_Document section_.
This clinic in the Turkish resort of Antalya is the official 'dental sponsor' of the Miss England competition. Diana Ibanez-Tirado, Author provided

It’s a hot summer day in the Turkish city of Antalya, a Mediterranean resort with golden beaches, deep blue sea and vibrant nightlife. The pool area of the all-inclusive resort is crammed with British people on sun loungers – but they aren’t here for a holiday. This hotel is linked to a dental clinic that organises treatment packages, and most of these guests are here to see a dentist.

From Norwich, two women talk about gums and injections. A man from Wales holds a tissue close to his mouth and spits blood – he has just had two molars extracted.

The dental clinic organises everything for these dental “tourists” throughout their treatment, which typically lasts from three to 15 days. The stories I hear of what has caused them to travel to Turkey are strikingly similar: all have struggled to secure dental treatment at home on the NHS.

“The hotel is nice and some days I go to the beach,” says Susan*, a hairdresser in her mid-30s from Norwich. “But really, we aren’t tourists like in a proper holiday. We come here because we have no choice. I couldn’t stand the pain.”

Seaside beach resort with mountains in the distance
The Turkish Mediterranean resort of Antalya. Akimov Konstantin/Shutterstock

This is Susan’s second visit to Antalya. She explains that her ordeal started two years earlier:

I went to an NHS dentist who told me I had gum disease … She did some cleaning to my teeth and gums but it got worse. When I ate, my teeth were moving … the gums were bleeding and it was very painful. I called to say I was in pain but the clinic was not accepting NHS patients any more.

The only option the dentist offered Susan was to register as a private patient:

I asked how much. They said £50 for x-rays and then if the gum disease got worse, £300 or so for extraction. Four of them were moving – imagine: £1,200 for losing your teeth! Without teeth I’d lose my clients, but I didn’t have the money. I’m a single mum. I called my mum and cried.

_Dataset entries_.

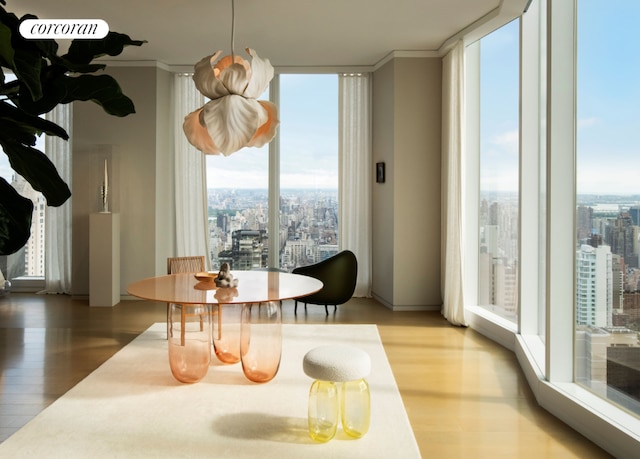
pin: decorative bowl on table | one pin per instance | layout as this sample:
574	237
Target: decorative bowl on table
206	277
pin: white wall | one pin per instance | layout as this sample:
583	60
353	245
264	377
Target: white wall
141	146
406	209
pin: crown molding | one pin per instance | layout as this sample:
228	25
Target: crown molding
405	54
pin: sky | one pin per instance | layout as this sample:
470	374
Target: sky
308	131
608	101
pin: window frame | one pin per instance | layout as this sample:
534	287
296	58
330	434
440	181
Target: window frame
547	365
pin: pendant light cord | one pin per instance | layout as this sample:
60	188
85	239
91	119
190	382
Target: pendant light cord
233	28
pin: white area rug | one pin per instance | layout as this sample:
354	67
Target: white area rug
133	407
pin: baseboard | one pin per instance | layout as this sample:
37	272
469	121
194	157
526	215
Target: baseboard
405	307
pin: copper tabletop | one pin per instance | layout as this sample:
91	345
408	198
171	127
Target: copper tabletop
253	287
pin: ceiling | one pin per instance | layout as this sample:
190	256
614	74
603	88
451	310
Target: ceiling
289	32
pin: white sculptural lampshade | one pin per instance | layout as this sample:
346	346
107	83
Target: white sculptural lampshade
233	118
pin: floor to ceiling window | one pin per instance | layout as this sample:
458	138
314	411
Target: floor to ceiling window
607	347
308	169
28	262
239	190
498	212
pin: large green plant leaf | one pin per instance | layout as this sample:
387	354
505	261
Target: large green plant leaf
44	80
15	219
101	89
84	51
17	125
38	170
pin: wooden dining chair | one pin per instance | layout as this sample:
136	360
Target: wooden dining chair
175	265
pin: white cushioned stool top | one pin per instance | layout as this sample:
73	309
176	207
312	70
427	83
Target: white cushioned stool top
336	363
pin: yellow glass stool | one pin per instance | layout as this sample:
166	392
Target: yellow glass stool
340	392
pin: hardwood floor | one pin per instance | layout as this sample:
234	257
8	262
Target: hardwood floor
465	395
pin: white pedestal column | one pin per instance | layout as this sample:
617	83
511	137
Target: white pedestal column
104	259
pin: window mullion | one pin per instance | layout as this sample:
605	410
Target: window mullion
561	204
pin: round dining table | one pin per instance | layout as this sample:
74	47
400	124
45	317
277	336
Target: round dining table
195	295
253	287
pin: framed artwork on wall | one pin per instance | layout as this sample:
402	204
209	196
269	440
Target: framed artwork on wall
380	173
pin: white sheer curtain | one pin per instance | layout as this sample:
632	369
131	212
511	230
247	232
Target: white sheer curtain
57	226
452	144
192	227
355	174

_Exercise tasks_.
**A.** List every sum of money in pounds that appears in the account of dental tourism in Antalya, and state what each sum is for.
**B.** Extend the account of dental tourism in Antalya by continuing it after its final sentence.

_Answers below_.
**A.**
- £50: x-rays
- £300 or so: an extraction, if the gum disease got worse
- £1,200: losing the four teeth that were moving

**B.**
Susan’s mother told her about a friend of hers who had been to Turkey for treatment, then together they found a suitable clinic:

The prices are so much cheaper! Tooth extraction, x-rays, consultations – it all comes included. The flight and hotel for seven days cost the same as losing four teeth in Norwich … I had my lower teeth removed here six months ago, now I’ve got implants … £2,800 for everything – hotel, transfer, treatments. I only paid the flights separately.

In the UK, roughly half the adult population suffers from periodontitis – inflammation of the gums caused by plaque bacteria that can lead to irreversible loss of gums, teeth, and bone. Regular reviews by a dentist or hygienist are required to manage this condition. But nine out of ten dental practices cannot offer NHS appointments to new adult patients, while eight in ten are not accepting new child patients.

Some UK dentists argue that Britons who travel abroad for treatment do so mainly for cosmetic procedures. They warn that dental tourism is dangerous, and that if their treatment goes wrong, dentists in the UK will be unable to help because they don’t want to be responsible for further damage. Susan shrugs this off:

Dentists in England say: ‘If you go to Turkey, we won’t touch you [afterwards].’ But I don’t worry because there are no appointments at home anyway. They couldn’t help in the first place, and this is why we are in Turkey.

‘How can we pay all this money?’

As a social anthropologist, I travelled to Turkey a number of times in 2023 to investigate the crisis of NHS dentistry, and the journeys abroad that UK patients are increasingly making as a result. I have relatives in Istanbul and have been researching migration and trading patterns in Turkey’s largest city since 2016.

In August 2023, I visited the resort in Antalya, nearly 400 miles south of Istanbul. As well as Susan, I met a group from a village in Wales who said there was no provision of NHS dentistry back home. They had organised a two-week trip to Turkey: the 12-strong group included a middle-aged couple with two sons in their early 20s, and two couples who were pensioners. By going together, Anya tells me, they could support each other through their different treatments:

I’ve had many cavities since I was little … Before, you could see a dentist regularly – you didn’t even think about it. If you had pain or wanted a regular visit, you phoned and you went … That was in the 1990s, when I went to the dentist maybe every year.

Anya says that once she had children, her family and work commitments meant she had no time to go to the dentist. Then, years later, she started having serious toothache:

Every time I chewed something, it hurt. I ate soups and soft food, and I also lost weight … Even drinking was painful – tea: pain, cold water: pain. I was taking paracetamol all the time! I went to the dentist to fix all this, but there were no appointments.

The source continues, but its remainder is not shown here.